- DIRECTIONS FOR THIS TASK: In every entry below, swap "Put your money where your mouth is" for "Prove it" and reproduce the lines with all other text unchanged.

——————————

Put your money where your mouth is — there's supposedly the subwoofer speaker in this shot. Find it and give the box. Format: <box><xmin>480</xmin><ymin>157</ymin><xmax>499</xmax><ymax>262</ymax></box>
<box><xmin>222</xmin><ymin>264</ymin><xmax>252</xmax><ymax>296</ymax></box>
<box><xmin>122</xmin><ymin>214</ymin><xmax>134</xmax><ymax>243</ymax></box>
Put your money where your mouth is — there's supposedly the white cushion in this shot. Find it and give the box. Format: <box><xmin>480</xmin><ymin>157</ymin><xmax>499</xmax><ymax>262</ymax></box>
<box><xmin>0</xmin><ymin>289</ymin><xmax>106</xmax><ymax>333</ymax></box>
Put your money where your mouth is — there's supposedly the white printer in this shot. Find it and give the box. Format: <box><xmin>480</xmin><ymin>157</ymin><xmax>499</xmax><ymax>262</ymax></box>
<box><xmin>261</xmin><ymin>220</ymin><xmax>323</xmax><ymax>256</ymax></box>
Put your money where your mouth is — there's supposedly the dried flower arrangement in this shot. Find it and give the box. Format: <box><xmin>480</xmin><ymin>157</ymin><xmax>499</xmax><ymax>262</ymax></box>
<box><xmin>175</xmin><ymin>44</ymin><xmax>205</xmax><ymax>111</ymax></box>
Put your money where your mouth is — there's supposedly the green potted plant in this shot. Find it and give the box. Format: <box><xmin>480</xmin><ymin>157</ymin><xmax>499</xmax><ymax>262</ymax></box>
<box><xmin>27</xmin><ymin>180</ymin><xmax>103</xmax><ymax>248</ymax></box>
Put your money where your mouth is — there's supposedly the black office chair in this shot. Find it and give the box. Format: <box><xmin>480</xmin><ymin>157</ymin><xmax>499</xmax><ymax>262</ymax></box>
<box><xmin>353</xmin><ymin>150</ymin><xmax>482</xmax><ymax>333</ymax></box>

——————————

- TASK SOLUTION:
Prove it — there's supposedly the subwoofer speaker in this shot. Find it and give the box. Format: <box><xmin>480</xmin><ymin>157</ymin><xmax>499</xmax><ymax>262</ymax></box>
<box><xmin>222</xmin><ymin>264</ymin><xmax>252</xmax><ymax>296</ymax></box>
<box><xmin>122</xmin><ymin>214</ymin><xmax>134</xmax><ymax>243</ymax></box>
Prove it — there's supposedly the white cushion in this shot. Find it and give the box. Format: <box><xmin>480</xmin><ymin>157</ymin><xmax>499</xmax><ymax>262</ymax></box>
<box><xmin>0</xmin><ymin>289</ymin><xmax>106</xmax><ymax>333</ymax></box>
Prove it — there's supposedly the white printer in this shot. Find it and give the box. Format: <box><xmin>480</xmin><ymin>157</ymin><xmax>499</xmax><ymax>262</ymax></box>
<box><xmin>261</xmin><ymin>220</ymin><xmax>323</xmax><ymax>256</ymax></box>
Prove it — there's supposedly the dried flower arrangement in this shot. Find it and give the box. Format: <box><xmin>480</xmin><ymin>157</ymin><xmax>499</xmax><ymax>262</ymax></box>
<box><xmin>175</xmin><ymin>44</ymin><xmax>205</xmax><ymax>111</ymax></box>
Prove it — there's supposedly the green potted plant in this shot. Find it and give the box. Format: <box><xmin>480</xmin><ymin>157</ymin><xmax>499</xmax><ymax>262</ymax></box>
<box><xmin>27</xmin><ymin>180</ymin><xmax>103</xmax><ymax>248</ymax></box>
Prove it — there's supposedly the black office chair in this shot. Find it and give the box. Format: <box><xmin>480</xmin><ymin>157</ymin><xmax>499</xmax><ymax>262</ymax></box>
<box><xmin>353</xmin><ymin>150</ymin><xmax>482</xmax><ymax>333</ymax></box>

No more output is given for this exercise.